* **What the task requires**: The line containing "Agent step — locate the leather" marks the end, so write out exactly every line from the top of the entries below through that one.

* **Records supplied**:
--- --- ---
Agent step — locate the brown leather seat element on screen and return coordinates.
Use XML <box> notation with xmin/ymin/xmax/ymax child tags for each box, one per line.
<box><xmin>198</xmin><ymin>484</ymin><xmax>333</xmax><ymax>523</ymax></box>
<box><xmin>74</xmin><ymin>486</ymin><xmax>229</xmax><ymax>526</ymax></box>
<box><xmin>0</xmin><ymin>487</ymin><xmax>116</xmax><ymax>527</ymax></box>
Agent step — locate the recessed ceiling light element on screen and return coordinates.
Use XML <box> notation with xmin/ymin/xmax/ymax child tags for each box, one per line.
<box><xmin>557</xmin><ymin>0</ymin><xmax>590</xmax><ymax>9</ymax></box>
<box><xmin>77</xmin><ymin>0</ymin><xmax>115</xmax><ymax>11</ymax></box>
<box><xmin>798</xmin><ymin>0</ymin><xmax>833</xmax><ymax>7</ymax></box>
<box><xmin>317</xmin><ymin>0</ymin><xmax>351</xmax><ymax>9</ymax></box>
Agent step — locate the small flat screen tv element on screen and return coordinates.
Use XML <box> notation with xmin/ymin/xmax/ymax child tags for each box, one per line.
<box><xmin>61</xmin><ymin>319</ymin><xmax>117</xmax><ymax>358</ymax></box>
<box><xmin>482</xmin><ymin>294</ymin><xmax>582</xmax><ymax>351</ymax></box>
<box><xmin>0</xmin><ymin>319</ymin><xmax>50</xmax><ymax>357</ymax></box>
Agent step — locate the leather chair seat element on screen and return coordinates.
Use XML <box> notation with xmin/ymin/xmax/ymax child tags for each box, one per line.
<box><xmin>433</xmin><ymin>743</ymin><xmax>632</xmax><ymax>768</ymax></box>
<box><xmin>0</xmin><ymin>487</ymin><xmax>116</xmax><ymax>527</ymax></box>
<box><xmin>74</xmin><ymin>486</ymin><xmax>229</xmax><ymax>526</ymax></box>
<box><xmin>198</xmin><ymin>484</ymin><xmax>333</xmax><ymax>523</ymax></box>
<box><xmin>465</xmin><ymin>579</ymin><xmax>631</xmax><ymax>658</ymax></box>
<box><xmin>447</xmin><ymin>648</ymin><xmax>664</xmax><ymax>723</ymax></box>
--- --- ---
* **Completed exercise**:
Agent step — locate the brown leather seat element on screen and return coordinates.
Use XML <box> notation with xmin/ymin/xmax/ymax child tags for each box, one per line.
<box><xmin>198</xmin><ymin>484</ymin><xmax>333</xmax><ymax>523</ymax></box>
<box><xmin>74</xmin><ymin>486</ymin><xmax>229</xmax><ymax>526</ymax></box>
<box><xmin>0</xmin><ymin>487</ymin><xmax>116</xmax><ymax>527</ymax></box>
Agent step — locate the recessed ceiling light element on screen and return coordinates.
Use XML <box> notation with xmin/ymin/xmax/ymax child tags for each box, one per line.
<box><xmin>557</xmin><ymin>0</ymin><xmax>590</xmax><ymax>9</ymax></box>
<box><xmin>77</xmin><ymin>0</ymin><xmax>115</xmax><ymax>11</ymax></box>
<box><xmin>798</xmin><ymin>0</ymin><xmax>833</xmax><ymax>7</ymax></box>
<box><xmin>317</xmin><ymin>0</ymin><xmax>351</xmax><ymax>9</ymax></box>
Agent step — locate the small flat screen tv element on screen and return coordinates.
Use XML <box> notation with xmin/ymin/xmax/ymax child tags for each box, one per line.
<box><xmin>61</xmin><ymin>319</ymin><xmax>117</xmax><ymax>358</ymax></box>
<box><xmin>482</xmin><ymin>294</ymin><xmax>582</xmax><ymax>351</ymax></box>
<box><xmin>0</xmin><ymin>319</ymin><xmax>50</xmax><ymax>357</ymax></box>
Agent step — locate the leather chair seat element on screen and return coordinates.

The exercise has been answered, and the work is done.